- WHAT IS NEEDED -
Copy the listing from the line containing "For each instance of the sink" through the end of the listing, swapping "sink basin" for "washbasin" and leaving everything else as it is.

(Collection entries)
***

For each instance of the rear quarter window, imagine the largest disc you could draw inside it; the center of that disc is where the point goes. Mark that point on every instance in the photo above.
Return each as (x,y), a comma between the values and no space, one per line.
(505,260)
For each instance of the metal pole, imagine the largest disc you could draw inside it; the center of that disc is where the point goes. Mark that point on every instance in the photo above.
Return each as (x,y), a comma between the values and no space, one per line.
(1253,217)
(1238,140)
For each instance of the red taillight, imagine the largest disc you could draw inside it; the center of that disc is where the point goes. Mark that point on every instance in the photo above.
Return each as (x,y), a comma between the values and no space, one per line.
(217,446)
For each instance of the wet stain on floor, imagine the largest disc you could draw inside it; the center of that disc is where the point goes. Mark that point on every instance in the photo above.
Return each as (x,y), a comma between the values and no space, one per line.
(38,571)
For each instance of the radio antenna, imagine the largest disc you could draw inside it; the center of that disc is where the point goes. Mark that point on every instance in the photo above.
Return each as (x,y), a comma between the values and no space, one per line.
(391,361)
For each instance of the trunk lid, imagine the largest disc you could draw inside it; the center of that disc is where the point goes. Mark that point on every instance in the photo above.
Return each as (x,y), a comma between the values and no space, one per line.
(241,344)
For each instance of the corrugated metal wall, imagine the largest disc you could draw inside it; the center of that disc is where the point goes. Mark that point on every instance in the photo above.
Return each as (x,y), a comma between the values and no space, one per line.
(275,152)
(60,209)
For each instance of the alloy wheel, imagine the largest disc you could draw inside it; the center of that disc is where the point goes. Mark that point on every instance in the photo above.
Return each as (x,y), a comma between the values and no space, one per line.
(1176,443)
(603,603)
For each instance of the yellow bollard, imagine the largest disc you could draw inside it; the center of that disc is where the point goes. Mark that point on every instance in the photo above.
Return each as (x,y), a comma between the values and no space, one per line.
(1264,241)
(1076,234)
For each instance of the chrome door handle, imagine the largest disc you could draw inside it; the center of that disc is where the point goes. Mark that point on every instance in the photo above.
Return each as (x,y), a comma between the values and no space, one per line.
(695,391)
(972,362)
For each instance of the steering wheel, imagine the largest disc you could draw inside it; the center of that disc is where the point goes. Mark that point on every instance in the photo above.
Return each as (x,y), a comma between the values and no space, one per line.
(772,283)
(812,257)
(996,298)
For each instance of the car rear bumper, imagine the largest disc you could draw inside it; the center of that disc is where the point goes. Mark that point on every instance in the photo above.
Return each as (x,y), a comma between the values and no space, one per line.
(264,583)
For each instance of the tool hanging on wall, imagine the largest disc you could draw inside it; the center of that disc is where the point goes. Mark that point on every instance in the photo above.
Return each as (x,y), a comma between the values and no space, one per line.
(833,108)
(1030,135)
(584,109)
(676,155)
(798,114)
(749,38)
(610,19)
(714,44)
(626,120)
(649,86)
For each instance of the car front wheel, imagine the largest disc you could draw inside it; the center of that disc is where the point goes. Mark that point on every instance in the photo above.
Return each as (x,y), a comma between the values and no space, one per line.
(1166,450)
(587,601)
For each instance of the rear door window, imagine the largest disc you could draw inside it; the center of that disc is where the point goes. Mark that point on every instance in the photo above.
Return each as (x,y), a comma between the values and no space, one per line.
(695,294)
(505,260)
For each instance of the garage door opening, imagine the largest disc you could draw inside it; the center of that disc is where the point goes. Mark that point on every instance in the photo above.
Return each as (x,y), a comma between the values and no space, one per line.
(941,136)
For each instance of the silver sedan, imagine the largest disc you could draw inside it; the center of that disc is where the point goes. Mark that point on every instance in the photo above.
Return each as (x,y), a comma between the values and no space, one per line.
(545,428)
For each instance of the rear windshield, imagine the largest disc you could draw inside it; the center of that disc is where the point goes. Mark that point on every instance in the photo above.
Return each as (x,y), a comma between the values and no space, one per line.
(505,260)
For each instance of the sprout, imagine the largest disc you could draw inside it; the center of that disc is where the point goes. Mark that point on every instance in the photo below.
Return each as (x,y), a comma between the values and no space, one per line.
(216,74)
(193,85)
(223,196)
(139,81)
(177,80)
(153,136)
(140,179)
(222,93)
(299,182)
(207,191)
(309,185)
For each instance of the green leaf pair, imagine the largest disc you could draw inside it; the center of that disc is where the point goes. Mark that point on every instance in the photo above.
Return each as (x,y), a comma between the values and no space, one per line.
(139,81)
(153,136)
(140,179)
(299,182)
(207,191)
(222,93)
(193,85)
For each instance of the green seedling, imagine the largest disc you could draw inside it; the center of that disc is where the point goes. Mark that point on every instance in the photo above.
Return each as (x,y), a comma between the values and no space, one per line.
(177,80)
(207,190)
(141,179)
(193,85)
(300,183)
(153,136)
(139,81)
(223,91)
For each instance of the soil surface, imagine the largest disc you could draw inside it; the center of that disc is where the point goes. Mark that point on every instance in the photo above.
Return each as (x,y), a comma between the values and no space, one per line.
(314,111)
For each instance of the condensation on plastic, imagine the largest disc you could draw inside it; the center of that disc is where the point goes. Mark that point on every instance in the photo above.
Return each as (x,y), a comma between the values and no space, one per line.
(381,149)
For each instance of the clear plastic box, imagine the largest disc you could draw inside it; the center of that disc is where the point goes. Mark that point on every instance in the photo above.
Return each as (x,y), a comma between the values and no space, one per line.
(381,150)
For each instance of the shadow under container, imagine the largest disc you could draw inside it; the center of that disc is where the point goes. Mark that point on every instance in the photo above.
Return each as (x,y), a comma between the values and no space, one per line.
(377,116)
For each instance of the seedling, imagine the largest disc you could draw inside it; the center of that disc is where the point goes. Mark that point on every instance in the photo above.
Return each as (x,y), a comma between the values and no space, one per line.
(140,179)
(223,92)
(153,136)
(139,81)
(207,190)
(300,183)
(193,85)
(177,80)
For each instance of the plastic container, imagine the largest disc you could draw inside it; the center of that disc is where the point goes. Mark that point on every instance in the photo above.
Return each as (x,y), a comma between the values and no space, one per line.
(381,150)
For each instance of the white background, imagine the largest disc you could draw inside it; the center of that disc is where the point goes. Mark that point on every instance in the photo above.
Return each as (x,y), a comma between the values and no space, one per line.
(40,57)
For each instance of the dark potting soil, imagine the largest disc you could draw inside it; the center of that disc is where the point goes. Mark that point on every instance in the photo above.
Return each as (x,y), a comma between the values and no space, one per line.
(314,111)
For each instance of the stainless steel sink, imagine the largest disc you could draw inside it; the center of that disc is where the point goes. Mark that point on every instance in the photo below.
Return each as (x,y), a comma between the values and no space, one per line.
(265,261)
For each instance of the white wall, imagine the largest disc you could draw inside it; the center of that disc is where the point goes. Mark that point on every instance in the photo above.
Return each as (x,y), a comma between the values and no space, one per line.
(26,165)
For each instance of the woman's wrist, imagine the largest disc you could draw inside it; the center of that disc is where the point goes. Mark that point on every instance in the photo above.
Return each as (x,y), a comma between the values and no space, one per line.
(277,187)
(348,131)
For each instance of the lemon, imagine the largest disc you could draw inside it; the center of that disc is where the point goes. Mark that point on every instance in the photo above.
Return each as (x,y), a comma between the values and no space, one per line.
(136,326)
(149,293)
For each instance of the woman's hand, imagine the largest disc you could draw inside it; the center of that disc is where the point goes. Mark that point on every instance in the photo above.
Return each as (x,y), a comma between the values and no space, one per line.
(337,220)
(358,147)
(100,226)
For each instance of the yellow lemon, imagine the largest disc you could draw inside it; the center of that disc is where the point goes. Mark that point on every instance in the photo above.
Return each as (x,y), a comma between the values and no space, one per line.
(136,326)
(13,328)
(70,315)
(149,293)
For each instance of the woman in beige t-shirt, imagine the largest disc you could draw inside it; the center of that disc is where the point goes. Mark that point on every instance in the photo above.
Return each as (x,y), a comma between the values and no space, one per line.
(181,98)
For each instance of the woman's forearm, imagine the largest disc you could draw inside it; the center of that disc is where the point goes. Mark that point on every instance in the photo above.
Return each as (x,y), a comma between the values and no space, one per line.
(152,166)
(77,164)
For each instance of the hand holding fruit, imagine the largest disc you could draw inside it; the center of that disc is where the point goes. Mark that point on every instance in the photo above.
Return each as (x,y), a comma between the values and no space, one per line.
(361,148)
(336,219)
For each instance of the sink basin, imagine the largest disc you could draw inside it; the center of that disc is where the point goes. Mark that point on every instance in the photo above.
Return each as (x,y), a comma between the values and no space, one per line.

***

- ANSWER -
For each instance of the washbasin, imagine the largest disc you could draw inside it; the center of that disc is where the point goes. Mark that point on every instance in the photo above.
Return each as (x,y), a comma between the values and no space, one per line.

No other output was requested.